PROBLEM TO WORK ON - Rewrite every line of the entries below, requests included, multiplying each point coordinate in the answers by 1.5 and rounding to whole numbers, with halves rounded up. Leave the pictures out.

⟨

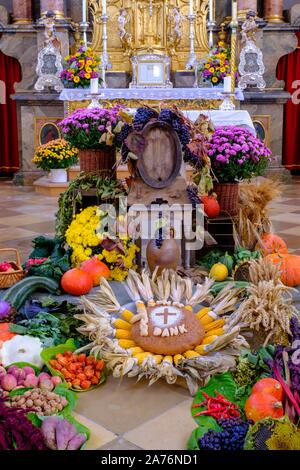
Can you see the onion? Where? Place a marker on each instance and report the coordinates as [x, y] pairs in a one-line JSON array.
[[5, 309]]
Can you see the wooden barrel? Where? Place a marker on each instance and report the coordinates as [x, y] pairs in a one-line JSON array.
[[161, 161]]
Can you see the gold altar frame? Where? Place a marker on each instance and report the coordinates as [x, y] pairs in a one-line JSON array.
[[39, 125]]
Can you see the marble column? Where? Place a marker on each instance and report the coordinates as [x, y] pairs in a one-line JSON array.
[[22, 11], [58, 6], [244, 6], [273, 10]]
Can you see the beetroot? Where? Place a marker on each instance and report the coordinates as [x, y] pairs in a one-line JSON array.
[[31, 381], [28, 370], [76, 442], [8, 382]]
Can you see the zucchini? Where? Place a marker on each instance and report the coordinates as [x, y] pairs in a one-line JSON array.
[[19, 293]]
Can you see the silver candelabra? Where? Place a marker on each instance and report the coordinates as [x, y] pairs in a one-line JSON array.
[[105, 62], [192, 61]]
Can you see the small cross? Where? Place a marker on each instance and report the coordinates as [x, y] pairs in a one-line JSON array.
[[166, 315]]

⟩

SOLUTION TO THE EXERCISE -
Can you see the onion? Where? Place a marker on each instance and report the coordinates as [x, y] pairs in a one-line JSON array.
[[8, 464]]
Can you see the wooden barrel? Where? Place a marker on each instance and report the coordinates as [x, y] pairs in a one-line JSON array.
[[242, 242]]
Can you see the gold altar frame? Where? Place a marker on each instance and report the coordinates as [x, y] pairs in a one-line JSON array.
[[59, 188]]
Can you see the marble column? Where? Place a marker on each instance and report the coordinates as [x, y] pairs in a one-line JSON array.
[[33, 17], [87, 9], [366, 9], [410, 15]]
Can you see the beetroot? Where? Place a marker on each instance and report the coordinates as [x, y] pairs in a one-line JSON array.
[[47, 572], [42, 555], [114, 663], [12, 573]]
Can you see the zucchini? Where? Place a marker on each instance and report the coordinates as [x, y] pairs in a one-line JSON array.
[[29, 440]]
Can you see the silver candelabra? Where? Place a marker on each instance and report the coordinates as [x, y] pairs in a one-line JSON array.
[[158, 93], [288, 92]]
Can you see the small cross? Where? Place a marker on each instance and report the coordinates as [x, y] pairs in a one-line JSON array.
[[249, 473]]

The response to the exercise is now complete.